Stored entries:
● ● ● ● ●
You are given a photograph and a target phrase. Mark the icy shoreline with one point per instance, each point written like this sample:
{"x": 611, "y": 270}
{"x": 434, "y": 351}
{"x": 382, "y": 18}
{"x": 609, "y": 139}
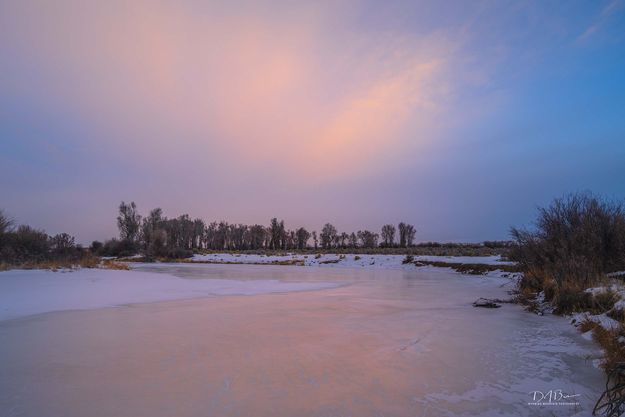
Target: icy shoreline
● ● ● ● ●
INSTRUCTIONS TO FOLLOW :: The string "shoreline" marks the lines to copy; report each of them from the data above.

TASK OUTPUT ::
You are given a photograph and a target phrase. Mark the icy shoreline with one point per instance, each point written like this sample:
Target: icy shoreline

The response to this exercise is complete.